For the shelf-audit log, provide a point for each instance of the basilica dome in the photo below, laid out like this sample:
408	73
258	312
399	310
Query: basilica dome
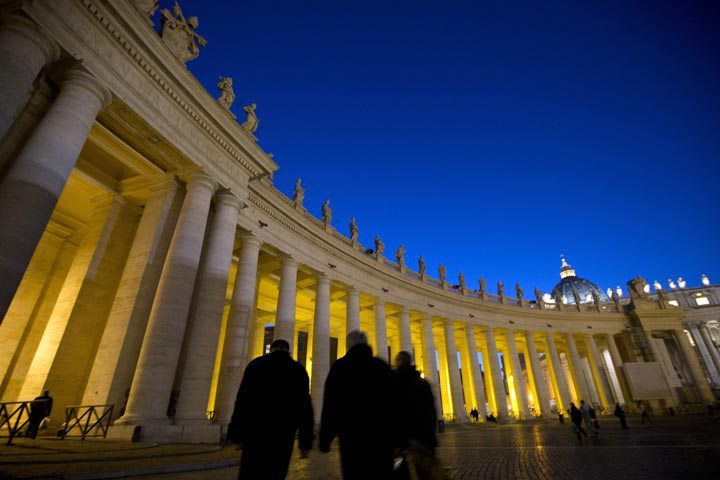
569	281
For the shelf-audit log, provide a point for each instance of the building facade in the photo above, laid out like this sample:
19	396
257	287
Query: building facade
146	257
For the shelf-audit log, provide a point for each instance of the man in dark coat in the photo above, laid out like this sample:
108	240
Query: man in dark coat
272	404
40	408
418	417
359	407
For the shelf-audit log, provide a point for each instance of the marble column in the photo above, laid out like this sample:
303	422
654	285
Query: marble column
321	344
380	330
475	372
454	373
285	321
559	374
115	361
498	385
237	329
160	352
24	51
37	177
430	370
601	381
695	370
578	372
519	380
539	380
404	323
207	312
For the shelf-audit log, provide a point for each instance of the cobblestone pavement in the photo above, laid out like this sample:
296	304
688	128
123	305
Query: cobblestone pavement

Exercise prompt: Render every line of all the entries above as a numbered list, omitting blank lines and leaving out the picture.

Solution:
1. For the shelf-audit log, provide a point for each instance of the basilica dome in the photo below, laid out like this sample:
2. 408	73
3. 258	312
4. 399	310
5. Query: basilica dome
6. 569	281
7. For the shelf-audit log, provide a point for each instance of the building facade in the photo above, laid out like this sample:
8. 19	396
9. 257	287
10. Query: building facade
11. 146	257
12. For the shelf-audit log, provide a point for each instance of the man in dark coat in the photo above, laid out like this sample:
13. 108	240
14. Query: man in dark coat
15. 272	404
16. 40	408
17. 418	417
18. 359	407
19. For the shelf-audit log, provide a point for each instance of the marble column in the photo above, laid out like this sample:
20. 303	422
21. 654	285
22. Query: marble column
23. 321	344
24. 380	330
25. 475	372
26. 454	373
27. 285	321
28. 559	374
29. 115	361
30. 498	385
31. 237	329
32. 160	352
33. 24	51
34. 37	177
35. 430	370
36. 601	381
37. 695	370
38. 578	372
39. 519	380
40. 539	380
41. 404	323
42. 207	312
43. For the shelf-audit log, provide a point for each instance of the cobblestone pavement in the photo above, laid out like this sample:
44. 296	304
45. 688	128
46. 123	305
47. Query: cobblestone pavement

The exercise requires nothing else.